WHAT YOU NEED TO DO
Reproduce nothing but the closing run of lines: the line with "Would you kindly indicate the blurred blonde" and each line that follows it to the end of the data.

Location identification items
━━━
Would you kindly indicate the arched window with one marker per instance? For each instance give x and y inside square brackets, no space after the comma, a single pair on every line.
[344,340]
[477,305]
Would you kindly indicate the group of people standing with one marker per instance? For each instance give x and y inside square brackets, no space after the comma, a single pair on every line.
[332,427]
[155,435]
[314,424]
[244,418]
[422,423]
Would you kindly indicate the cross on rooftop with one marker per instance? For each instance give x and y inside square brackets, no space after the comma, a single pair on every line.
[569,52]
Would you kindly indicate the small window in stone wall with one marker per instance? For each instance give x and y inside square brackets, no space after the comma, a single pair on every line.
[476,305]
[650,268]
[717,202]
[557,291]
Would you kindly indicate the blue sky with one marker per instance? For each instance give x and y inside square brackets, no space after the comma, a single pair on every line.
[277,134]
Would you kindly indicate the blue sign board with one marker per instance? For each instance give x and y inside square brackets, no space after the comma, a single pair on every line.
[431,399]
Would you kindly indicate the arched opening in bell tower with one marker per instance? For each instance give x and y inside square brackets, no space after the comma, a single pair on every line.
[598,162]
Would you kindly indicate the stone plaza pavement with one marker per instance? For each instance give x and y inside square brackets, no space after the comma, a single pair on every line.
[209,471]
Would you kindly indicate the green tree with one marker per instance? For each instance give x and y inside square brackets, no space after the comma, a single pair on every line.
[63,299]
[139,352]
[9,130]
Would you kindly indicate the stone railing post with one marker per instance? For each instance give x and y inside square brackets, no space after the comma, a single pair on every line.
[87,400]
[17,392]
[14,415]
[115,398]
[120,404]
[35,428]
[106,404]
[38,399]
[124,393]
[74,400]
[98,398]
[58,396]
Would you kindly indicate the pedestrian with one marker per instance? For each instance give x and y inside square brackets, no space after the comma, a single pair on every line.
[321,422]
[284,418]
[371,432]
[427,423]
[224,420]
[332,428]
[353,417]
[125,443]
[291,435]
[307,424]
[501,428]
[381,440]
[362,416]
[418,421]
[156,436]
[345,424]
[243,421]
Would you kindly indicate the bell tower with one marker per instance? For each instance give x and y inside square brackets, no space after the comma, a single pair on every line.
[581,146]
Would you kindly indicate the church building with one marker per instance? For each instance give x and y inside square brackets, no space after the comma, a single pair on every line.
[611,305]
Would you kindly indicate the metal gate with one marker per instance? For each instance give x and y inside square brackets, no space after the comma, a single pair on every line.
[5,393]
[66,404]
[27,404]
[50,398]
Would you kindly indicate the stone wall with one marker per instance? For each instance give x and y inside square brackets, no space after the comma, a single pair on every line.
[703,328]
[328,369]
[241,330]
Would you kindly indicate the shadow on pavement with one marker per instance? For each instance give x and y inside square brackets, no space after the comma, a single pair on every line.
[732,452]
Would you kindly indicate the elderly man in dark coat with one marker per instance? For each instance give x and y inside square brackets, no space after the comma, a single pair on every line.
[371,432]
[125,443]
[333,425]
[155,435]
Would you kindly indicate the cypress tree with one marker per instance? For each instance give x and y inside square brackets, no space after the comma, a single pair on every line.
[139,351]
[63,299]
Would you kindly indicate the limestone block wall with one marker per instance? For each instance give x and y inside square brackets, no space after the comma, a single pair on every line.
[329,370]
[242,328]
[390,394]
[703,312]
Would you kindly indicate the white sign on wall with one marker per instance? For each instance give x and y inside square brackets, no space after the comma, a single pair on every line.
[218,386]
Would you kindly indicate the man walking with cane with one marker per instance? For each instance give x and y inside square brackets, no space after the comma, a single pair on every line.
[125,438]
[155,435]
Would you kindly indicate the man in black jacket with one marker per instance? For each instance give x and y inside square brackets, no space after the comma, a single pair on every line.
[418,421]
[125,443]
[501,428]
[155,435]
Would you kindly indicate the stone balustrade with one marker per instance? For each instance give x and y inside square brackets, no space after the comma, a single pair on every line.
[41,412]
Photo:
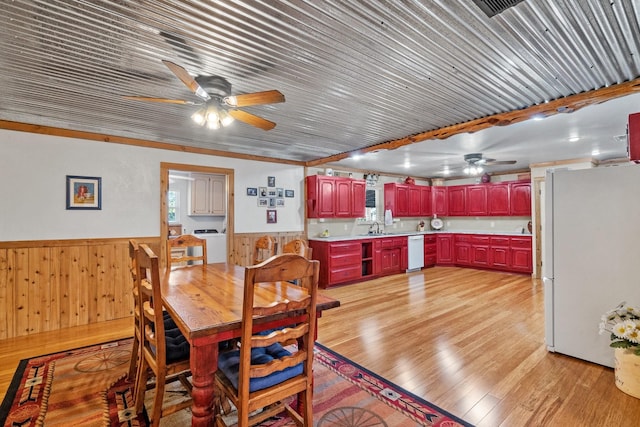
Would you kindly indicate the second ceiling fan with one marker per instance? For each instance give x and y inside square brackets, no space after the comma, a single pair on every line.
[476,162]
[218,105]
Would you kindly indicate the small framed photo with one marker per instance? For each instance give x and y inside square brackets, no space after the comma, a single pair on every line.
[84,192]
[272,216]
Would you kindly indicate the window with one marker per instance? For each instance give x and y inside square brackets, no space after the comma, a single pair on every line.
[173,205]
[370,206]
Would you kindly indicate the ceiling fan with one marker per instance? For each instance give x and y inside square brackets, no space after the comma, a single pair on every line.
[476,161]
[218,106]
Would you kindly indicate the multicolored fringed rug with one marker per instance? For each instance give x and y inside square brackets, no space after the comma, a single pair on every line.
[87,387]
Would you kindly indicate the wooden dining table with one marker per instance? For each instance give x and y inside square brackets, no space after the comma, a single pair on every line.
[206,304]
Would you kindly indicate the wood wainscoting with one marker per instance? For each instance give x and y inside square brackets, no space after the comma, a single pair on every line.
[244,244]
[47,285]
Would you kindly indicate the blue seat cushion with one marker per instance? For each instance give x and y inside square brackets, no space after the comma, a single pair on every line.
[229,364]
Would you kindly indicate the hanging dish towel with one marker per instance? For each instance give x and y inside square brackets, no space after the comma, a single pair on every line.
[388,218]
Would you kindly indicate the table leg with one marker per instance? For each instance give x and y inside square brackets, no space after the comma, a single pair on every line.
[204,361]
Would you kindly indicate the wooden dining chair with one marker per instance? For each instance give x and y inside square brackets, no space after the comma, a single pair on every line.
[265,248]
[164,353]
[297,246]
[178,250]
[135,349]
[268,368]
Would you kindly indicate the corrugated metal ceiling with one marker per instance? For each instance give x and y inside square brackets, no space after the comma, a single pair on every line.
[354,73]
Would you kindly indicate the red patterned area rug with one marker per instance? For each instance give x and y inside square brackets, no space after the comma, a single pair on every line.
[87,387]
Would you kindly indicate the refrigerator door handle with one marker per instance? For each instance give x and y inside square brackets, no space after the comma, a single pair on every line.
[548,313]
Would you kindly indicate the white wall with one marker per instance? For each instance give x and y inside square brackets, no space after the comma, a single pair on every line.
[33,171]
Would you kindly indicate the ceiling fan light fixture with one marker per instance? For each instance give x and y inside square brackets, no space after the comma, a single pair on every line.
[199,116]
[231,101]
[225,118]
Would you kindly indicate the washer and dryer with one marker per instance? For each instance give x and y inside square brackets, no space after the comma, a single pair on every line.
[216,245]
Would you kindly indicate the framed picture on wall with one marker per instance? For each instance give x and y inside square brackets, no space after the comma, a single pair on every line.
[272,216]
[84,192]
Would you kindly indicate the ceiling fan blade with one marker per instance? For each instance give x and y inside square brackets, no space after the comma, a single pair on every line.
[165,100]
[252,120]
[256,98]
[500,162]
[186,78]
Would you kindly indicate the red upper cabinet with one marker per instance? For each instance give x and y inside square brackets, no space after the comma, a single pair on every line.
[358,198]
[331,197]
[498,199]
[520,196]
[408,200]
[320,196]
[426,201]
[343,198]
[456,200]
[439,198]
[414,200]
[396,198]
[477,200]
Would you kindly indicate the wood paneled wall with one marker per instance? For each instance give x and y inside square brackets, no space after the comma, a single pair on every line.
[47,285]
[54,284]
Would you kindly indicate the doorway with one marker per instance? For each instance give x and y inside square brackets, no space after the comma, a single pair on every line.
[165,168]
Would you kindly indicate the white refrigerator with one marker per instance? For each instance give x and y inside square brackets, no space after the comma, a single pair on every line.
[591,259]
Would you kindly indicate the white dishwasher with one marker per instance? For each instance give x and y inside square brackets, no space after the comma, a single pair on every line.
[415,249]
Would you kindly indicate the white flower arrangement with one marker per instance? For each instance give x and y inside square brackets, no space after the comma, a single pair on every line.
[623,322]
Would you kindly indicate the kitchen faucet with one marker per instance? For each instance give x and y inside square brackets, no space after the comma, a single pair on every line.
[377,224]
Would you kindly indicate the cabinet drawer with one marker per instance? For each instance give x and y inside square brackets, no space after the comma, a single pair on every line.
[345,248]
[343,274]
[345,260]
[482,240]
[429,239]
[499,241]
[521,242]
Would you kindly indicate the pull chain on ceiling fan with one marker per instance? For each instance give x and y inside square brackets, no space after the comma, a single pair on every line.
[218,104]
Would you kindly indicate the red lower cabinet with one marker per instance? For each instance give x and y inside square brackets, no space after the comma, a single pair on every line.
[430,250]
[521,253]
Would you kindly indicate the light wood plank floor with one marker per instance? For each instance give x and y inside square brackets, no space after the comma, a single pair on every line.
[470,341]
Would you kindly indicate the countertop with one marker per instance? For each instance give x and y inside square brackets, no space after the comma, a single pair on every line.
[414,233]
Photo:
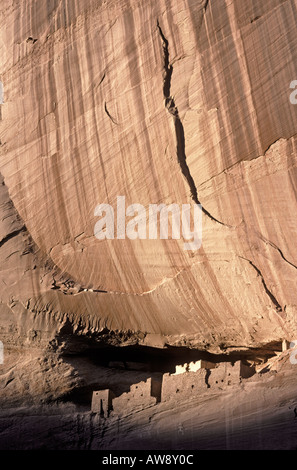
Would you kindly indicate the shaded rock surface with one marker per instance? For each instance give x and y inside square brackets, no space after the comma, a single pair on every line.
[161,102]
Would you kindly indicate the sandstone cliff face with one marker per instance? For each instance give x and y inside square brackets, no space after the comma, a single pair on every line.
[161,102]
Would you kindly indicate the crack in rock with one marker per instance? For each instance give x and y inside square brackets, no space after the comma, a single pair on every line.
[179,128]
[11,235]
[268,292]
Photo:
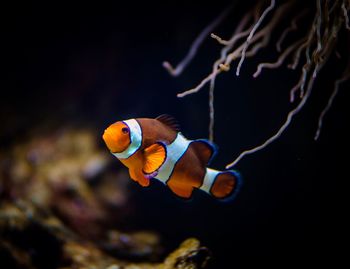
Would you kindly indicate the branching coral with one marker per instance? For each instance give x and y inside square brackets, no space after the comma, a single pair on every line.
[311,51]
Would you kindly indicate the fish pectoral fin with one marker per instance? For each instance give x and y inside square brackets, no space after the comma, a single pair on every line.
[155,156]
[204,149]
[139,177]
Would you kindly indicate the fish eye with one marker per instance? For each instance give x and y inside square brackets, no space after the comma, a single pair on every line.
[125,130]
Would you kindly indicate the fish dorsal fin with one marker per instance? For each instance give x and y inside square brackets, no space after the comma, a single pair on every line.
[169,121]
[155,156]
[204,149]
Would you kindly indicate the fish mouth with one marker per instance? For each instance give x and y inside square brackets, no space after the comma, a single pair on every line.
[108,139]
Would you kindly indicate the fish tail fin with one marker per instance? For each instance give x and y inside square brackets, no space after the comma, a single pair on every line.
[223,185]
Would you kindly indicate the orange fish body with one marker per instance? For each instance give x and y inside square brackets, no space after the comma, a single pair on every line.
[154,148]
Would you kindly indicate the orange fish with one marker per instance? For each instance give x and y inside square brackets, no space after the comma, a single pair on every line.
[155,148]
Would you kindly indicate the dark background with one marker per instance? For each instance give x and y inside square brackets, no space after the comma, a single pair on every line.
[93,64]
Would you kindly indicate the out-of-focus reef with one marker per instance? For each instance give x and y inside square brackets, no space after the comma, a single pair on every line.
[62,206]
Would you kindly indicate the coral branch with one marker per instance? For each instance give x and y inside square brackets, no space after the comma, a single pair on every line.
[176,71]
[280,60]
[251,34]
[311,51]
[345,13]
[284,126]
[330,103]
[293,26]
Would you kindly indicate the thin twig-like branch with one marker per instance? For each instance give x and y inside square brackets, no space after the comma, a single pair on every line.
[293,26]
[176,71]
[251,34]
[280,59]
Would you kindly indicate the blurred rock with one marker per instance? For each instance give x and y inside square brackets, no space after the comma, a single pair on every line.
[33,238]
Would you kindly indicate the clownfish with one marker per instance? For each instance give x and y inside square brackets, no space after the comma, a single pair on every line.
[155,148]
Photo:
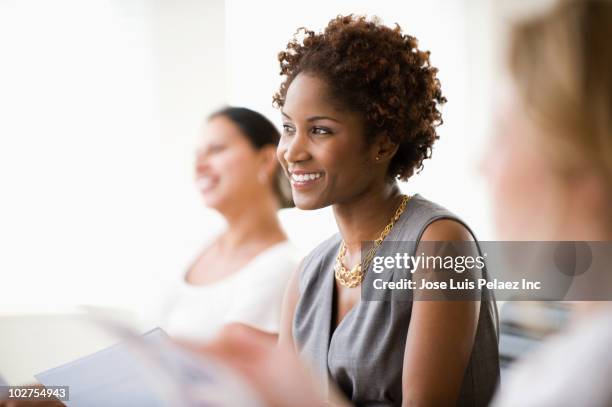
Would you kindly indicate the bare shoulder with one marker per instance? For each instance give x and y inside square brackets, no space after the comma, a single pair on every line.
[446,230]
[290,300]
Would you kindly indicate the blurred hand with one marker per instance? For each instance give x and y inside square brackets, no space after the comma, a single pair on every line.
[31,403]
[274,372]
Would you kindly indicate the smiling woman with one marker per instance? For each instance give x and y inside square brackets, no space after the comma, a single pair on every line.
[241,275]
[360,106]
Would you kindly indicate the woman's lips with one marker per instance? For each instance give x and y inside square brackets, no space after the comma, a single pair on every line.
[301,180]
[205,183]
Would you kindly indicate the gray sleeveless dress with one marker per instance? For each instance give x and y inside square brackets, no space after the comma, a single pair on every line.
[364,354]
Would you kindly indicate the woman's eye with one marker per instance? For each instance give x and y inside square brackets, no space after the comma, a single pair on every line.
[216,149]
[321,130]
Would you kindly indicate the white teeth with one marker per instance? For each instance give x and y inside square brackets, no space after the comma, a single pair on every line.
[204,183]
[305,177]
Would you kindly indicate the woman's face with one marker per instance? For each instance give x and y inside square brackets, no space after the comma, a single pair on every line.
[226,166]
[322,149]
[528,195]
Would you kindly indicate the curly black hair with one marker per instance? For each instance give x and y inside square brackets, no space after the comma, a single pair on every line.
[378,71]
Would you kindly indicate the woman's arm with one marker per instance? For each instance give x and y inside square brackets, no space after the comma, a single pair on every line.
[440,337]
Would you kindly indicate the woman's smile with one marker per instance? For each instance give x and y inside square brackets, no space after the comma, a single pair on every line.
[301,180]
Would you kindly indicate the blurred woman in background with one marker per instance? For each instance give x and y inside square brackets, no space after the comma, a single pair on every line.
[554,142]
[241,274]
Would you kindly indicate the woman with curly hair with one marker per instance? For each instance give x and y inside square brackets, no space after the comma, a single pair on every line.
[360,106]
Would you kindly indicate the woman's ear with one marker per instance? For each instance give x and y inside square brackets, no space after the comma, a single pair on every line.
[384,148]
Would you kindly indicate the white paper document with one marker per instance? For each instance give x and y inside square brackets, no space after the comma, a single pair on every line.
[147,371]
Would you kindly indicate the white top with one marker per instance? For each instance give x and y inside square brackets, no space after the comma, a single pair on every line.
[571,369]
[252,295]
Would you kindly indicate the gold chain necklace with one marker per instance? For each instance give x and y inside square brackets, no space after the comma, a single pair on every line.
[353,277]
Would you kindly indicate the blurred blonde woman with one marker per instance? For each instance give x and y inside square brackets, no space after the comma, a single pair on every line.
[241,274]
[552,158]
[555,143]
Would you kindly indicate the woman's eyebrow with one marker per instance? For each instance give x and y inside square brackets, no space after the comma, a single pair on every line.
[315,118]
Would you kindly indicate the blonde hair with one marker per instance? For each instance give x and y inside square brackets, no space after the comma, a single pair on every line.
[562,65]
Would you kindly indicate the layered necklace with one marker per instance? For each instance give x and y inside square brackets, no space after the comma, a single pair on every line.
[353,277]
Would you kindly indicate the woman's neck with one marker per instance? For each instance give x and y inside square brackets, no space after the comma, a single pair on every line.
[254,223]
[364,217]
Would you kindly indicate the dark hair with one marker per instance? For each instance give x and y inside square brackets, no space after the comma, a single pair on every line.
[261,133]
[376,70]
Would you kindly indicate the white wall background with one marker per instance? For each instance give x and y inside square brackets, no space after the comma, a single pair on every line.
[102,102]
━━━
COMPLETE OUTPUT
Would you kindly indicate the blurred blonde woman with one marker per instance? For each instance give x and y inside square brackets, no space after the comma, a single pair on every line.
[241,274]
[552,158]
[555,143]
Would you kindly indicate the woman's eyebrow with one marker per instance? For each instance give x and y inside square brackets, no space after the comma, a single pair on every line.
[315,118]
Would you kindly indicate the blonde hair with one marker per instance? For each instance give x and y inside square brackets, no space after the comma, a single pair on every line.
[562,65]
Would you kindly indicate the layered necklace with one marker per instance? For each instance give x and y inside square brackets, no space after the comma, a single pair on every line.
[353,277]
Would you kindly indicate the woman's neck with one marker per instance? For each instance give x and y inside square brackets, no space after the comma, a single pair on every line.
[254,223]
[364,217]
Would you kindly indicate the dark hair with one marker per instance? For each instance give x and y inside square brackets, no space after the comma, a single pair on every line.
[261,133]
[376,70]
Would you kindly indicate the white wall background with one marker per instance? For each instance give x and y inside square brackets, no space after the comma, a single pair on every line.
[102,102]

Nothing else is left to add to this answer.